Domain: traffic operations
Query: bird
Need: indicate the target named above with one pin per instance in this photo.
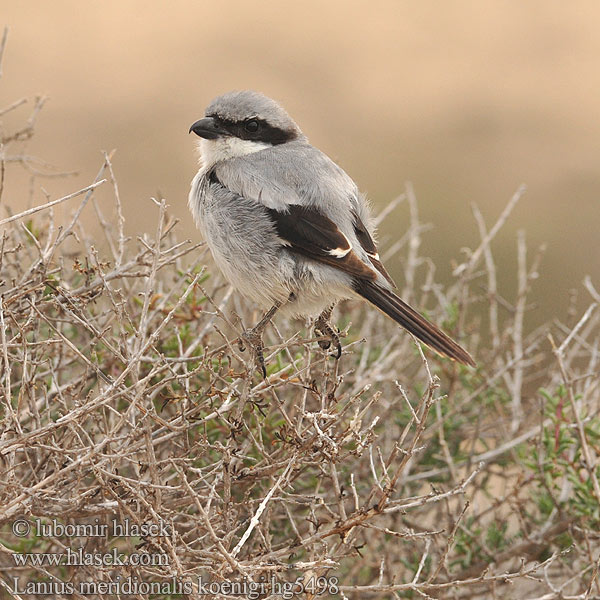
(288, 227)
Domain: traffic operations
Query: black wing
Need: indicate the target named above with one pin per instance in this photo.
(309, 232)
(366, 241)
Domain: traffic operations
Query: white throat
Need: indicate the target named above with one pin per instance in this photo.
(214, 151)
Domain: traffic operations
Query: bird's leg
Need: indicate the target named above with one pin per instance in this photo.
(253, 338)
(323, 328)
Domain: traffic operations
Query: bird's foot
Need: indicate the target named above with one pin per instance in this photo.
(253, 339)
(324, 329)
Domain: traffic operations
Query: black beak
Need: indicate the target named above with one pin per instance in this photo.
(207, 128)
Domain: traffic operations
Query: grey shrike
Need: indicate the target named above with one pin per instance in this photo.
(287, 226)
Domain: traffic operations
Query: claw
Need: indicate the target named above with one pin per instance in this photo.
(324, 329)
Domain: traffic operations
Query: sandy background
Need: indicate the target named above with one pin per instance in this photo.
(465, 99)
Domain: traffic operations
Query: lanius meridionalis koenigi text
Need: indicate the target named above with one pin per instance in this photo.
(287, 226)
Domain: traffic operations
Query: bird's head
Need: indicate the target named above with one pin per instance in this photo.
(240, 123)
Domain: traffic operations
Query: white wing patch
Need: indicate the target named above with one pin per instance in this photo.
(339, 252)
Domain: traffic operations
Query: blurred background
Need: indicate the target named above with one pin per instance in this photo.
(467, 100)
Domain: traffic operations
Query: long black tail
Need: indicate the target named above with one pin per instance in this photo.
(412, 321)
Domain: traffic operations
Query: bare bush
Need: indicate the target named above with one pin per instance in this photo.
(126, 402)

**Exercise objective:**
Write out every entry again word for word, without any of the pictures.

**Response to the exercise:**
Domain: traffic operations
Query: bird
Need: indicate the target named above with one pin per instance in this photo.
(288, 227)
Domain: traffic operations
Query: black wing
Need: indicate the target named above with one pin per instance in this photo.
(309, 232)
(366, 241)
Domain: traffic operations
Query: white throat
Need: indicate the target named above with one pin per instance in this photo.
(214, 151)
Domain: traffic operations
Query: bird's leg
Need: indicate the target named above with one pin per instance in this photo.
(253, 338)
(323, 328)
Domain: traffic operations
Query: bird's foot
Need: indicate the target named above with one pin per instance in this photo.
(253, 339)
(324, 329)
Domain: traffic operations
Query: black beak
Need: indicate the target named above with one pin per instance in this photo.
(207, 128)
Domain: traffic operations
Query: grey shrike
Need: indicate the target named above with one pin per instance in this photo.
(287, 226)
Domain: traffic operations
Query: claw
Need: indicate the target named above with one pin per instance in this photo.
(324, 329)
Domain: traffic operations
Query: sandy background
Need: indicate the target named above with one pin per instance in this photo.
(465, 99)
Domain: traffic operations
Query: lanius meridionalis koenigi text
Need: indicate the target named above with one pin per instance in this photo.
(287, 226)
Domain: traffic operations
Query: bird's head
Need: indicate the target named above with one pin per instance in this photo.
(240, 123)
Domain: traffic operations
Query: white wing patch
Need: indicate the target named above with one pin per instance in this photo.
(339, 252)
Domain: traffic operations
Query: blurred background
Need: indicate the target named above with one pin per instance in this photo.
(467, 100)
Domain: traffic operations
Query: long black tail
Need: indicate the target named above with one pin per instance in this photo.
(412, 321)
Domain: traffic operations
Query: bare bush
Need: indicate the target named above with one pin per instance in this photo.
(126, 402)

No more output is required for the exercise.